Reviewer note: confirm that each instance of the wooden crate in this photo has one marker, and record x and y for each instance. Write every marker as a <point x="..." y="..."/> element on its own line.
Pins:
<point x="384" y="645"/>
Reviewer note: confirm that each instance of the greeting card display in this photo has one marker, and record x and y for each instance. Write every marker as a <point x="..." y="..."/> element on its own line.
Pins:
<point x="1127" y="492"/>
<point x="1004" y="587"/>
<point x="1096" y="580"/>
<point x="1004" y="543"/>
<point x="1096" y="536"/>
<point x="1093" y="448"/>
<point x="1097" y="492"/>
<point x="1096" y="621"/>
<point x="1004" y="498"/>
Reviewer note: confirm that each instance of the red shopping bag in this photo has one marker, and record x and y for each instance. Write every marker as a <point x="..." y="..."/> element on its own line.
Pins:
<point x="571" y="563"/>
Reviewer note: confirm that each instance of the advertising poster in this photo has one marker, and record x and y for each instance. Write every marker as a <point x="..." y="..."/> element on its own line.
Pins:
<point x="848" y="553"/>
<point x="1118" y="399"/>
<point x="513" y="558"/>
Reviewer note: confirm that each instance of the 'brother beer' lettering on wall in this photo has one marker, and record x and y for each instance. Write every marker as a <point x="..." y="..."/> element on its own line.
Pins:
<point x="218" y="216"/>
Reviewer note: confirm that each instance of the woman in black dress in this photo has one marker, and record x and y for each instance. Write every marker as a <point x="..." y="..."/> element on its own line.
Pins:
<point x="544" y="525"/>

ACTIVITY
Line for line, the material above should be repeated exactly.

EXPECTED ANSWER
Reviewer note: confirm that each instance of the wooden crate in this photo has one marker, and record x and y for each instance. Write every marker as a <point x="..." y="..."/> element on its own line.
Pins:
<point x="384" y="645"/>
Reviewer note: confirm that each instance of the greeting card display in this photo has one marker, and record x and y for each instance. Write every marker as a <point x="..." y="..."/> element on its own line.
Pins:
<point x="1127" y="492"/>
<point x="1004" y="587"/>
<point x="1096" y="580"/>
<point x="1004" y="543"/>
<point x="1096" y="536"/>
<point x="1093" y="448"/>
<point x="1097" y="492"/>
<point x="1096" y="621"/>
<point x="1004" y="498"/>
Reviewer note: confirm that each instance of the red shopping bag in this photo has one marker, and record x and y for each instance. Write every marker as a <point x="..." y="..."/> element on its own line.
Pins:
<point x="571" y="563"/>
Reviewer note: confirm that each instance of the advertising poster in this photo has one marker, and record x and y for each instance. Write every marker as a <point x="..." y="..."/> element on its own line.
Pins:
<point x="848" y="553"/>
<point x="1118" y="399"/>
<point x="513" y="558"/>
Reviewer note: confirm that each instance of the 'brother beer' lettering on wall in this photo has one marker, and record x and y for each instance. Write every marker as a <point x="..." y="..."/> element on its own line.
Pins:
<point x="218" y="216"/>
Reviewer note: confirm that each instance of the woman in black dress in this photo has one marker, and record x and y for each instance. Write every marker as a <point x="..." y="..."/> element on its own line.
Pins:
<point x="544" y="525"/>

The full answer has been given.